======== Provided entries ========
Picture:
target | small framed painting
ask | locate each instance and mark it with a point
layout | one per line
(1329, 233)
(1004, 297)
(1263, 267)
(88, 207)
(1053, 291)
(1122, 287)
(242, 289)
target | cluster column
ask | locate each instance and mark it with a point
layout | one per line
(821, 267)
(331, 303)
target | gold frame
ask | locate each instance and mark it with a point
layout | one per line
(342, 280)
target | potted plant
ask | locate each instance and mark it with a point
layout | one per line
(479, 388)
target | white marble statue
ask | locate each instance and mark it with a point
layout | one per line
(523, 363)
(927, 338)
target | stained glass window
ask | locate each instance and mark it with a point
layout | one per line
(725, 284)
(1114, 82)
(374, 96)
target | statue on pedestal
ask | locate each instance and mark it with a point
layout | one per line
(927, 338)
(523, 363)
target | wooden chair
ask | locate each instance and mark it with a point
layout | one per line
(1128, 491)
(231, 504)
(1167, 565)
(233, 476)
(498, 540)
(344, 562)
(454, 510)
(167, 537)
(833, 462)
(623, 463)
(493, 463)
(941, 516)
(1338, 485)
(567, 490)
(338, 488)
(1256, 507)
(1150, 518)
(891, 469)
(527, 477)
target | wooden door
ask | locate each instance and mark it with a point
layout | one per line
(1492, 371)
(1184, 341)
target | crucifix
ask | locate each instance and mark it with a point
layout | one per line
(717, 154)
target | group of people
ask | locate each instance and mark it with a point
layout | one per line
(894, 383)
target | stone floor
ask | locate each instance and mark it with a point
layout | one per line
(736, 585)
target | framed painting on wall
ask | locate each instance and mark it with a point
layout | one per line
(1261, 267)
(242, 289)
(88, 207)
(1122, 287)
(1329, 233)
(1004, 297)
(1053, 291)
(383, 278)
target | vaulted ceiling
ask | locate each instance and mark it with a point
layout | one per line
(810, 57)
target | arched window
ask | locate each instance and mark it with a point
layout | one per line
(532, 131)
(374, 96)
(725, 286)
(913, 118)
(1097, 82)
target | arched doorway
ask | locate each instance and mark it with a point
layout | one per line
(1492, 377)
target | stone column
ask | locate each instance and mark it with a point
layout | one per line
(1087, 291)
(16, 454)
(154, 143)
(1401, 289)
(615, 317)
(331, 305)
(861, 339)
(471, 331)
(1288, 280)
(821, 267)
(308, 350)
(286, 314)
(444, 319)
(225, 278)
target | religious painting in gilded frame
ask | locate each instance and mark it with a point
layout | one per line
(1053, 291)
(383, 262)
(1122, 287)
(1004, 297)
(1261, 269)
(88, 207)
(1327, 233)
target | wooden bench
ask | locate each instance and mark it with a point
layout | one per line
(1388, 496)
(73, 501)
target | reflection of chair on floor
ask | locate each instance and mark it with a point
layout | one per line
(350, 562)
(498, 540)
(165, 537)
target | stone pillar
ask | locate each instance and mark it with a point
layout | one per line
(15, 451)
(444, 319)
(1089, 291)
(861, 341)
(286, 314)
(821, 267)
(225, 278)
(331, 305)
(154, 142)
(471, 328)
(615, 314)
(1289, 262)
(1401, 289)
========
======== Provided entries ========
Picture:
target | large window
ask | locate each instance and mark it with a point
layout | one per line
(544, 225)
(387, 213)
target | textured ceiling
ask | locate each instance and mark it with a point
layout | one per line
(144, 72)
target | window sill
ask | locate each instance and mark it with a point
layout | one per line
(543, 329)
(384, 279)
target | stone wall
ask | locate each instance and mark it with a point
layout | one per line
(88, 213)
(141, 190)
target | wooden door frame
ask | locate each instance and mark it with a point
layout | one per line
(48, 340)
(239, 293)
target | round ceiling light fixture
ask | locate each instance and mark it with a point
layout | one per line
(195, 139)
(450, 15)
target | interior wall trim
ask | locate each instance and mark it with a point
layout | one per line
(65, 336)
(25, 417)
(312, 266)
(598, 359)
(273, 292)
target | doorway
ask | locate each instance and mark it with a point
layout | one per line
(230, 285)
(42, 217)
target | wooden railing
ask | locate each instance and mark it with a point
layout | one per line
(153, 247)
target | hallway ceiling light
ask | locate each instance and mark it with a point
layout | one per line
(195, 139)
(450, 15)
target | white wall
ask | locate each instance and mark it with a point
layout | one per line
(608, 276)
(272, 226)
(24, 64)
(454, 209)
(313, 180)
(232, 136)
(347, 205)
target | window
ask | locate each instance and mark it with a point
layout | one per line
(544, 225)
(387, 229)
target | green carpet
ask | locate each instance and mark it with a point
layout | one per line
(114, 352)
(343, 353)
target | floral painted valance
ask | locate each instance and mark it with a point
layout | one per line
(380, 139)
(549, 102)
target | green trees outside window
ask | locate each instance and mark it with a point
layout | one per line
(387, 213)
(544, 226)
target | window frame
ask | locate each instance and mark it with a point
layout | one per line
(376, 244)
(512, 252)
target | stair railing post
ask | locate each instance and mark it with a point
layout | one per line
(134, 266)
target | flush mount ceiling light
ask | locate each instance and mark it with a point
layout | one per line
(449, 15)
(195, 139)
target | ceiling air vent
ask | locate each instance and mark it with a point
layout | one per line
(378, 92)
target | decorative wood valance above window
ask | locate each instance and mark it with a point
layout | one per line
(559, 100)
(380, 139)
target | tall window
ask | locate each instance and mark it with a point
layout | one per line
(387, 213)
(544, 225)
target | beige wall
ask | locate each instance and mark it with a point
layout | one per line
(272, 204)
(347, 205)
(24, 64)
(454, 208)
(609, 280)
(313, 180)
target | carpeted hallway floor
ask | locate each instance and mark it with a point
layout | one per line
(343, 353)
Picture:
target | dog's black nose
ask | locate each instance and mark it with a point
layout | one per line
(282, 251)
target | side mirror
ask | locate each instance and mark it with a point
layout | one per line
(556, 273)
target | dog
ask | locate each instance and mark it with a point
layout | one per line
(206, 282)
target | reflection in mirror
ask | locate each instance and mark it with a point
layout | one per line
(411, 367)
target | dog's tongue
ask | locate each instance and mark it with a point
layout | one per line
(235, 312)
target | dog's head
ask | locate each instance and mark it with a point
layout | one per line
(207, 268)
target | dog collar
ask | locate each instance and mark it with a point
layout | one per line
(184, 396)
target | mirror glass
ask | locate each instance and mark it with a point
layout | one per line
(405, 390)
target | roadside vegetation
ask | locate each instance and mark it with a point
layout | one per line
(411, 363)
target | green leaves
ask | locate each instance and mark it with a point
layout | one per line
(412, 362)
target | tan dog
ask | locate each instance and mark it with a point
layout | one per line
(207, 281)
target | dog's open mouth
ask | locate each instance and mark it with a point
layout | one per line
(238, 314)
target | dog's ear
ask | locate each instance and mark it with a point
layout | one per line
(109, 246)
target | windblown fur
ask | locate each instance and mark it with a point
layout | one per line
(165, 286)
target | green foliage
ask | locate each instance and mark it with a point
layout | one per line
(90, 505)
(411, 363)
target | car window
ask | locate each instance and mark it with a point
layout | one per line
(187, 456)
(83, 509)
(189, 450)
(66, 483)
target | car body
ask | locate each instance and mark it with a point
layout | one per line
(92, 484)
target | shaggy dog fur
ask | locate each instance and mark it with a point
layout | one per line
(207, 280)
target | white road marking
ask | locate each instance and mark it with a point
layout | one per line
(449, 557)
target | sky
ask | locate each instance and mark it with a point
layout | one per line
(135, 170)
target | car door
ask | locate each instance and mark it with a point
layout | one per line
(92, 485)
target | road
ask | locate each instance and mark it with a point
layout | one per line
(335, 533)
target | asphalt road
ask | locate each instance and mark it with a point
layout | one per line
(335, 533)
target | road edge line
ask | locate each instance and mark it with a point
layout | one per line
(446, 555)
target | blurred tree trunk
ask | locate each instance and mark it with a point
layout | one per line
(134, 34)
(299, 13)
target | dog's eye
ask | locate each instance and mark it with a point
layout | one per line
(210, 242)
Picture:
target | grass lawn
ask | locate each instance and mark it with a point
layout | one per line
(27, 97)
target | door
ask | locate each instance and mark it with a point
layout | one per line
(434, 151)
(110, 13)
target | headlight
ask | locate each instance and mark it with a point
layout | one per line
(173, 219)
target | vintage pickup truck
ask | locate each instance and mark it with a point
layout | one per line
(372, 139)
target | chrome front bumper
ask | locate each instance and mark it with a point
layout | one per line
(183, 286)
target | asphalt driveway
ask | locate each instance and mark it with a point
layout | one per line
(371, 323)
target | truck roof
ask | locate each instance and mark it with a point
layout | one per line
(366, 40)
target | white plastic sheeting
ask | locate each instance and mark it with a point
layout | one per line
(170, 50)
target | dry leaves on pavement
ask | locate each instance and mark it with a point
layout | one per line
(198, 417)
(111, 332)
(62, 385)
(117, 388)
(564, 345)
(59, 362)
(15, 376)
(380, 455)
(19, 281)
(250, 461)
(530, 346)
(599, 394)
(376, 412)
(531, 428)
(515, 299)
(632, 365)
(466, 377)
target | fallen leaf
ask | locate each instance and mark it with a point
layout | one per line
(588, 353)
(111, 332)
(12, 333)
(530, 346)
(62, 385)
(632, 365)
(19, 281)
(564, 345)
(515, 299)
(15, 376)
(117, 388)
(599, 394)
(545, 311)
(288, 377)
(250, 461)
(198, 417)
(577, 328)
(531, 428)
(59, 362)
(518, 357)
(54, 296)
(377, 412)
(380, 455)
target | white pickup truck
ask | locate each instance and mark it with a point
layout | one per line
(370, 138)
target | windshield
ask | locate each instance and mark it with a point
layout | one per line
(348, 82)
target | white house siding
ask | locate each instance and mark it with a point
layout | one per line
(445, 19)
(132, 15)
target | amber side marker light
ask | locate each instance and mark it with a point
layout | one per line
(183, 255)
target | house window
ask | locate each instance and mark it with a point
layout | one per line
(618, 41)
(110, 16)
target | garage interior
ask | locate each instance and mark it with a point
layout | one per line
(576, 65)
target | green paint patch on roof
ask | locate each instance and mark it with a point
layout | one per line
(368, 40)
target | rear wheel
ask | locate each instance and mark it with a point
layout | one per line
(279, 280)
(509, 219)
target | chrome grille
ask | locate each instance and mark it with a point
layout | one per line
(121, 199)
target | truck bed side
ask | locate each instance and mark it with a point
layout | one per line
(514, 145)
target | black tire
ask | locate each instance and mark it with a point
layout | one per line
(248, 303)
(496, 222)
========
#### Written instruction:
Rewrite only the listing lines between the line holding "target | cluster column" and the line holding "(1184, 341)", inclusive, putting "dining chair" in place of "wooden chair" and leaving everything else unchanged.

#### Output of the exercise:
target | cluster column
ask | locate each instance and mark it with a point
layout | one per line
(821, 267)
(331, 303)
target | gold frame
ask | locate each instance and mark it with a point
layout | one per line
(342, 280)
target | potted plant
ask | locate each instance and mark it with a point
layout | one per line
(479, 388)
target | white marble statue
ask | locate each instance and mark it with a point
layout | one per line
(523, 363)
(927, 338)
target | stained glass window
ask | locate each instance and mark it with a point
layout | one per line
(725, 284)
(1114, 82)
(374, 96)
target | statue on pedestal
ask | locate each instance and mark it with a point
layout | one per line
(927, 338)
(523, 363)
target | dining chair
ask | locate each instance and mark it with a point
layout | one per line
(1128, 491)
(231, 504)
(1167, 565)
(233, 476)
(498, 540)
(344, 562)
(454, 510)
(167, 537)
(833, 462)
(623, 463)
(493, 463)
(941, 516)
(1338, 485)
(567, 490)
(338, 488)
(1256, 507)
(1150, 518)
(891, 469)
(527, 477)
target | wooden door
ask | locate each instance and mark it with a point
layout | one per line
(1492, 371)
(1184, 341)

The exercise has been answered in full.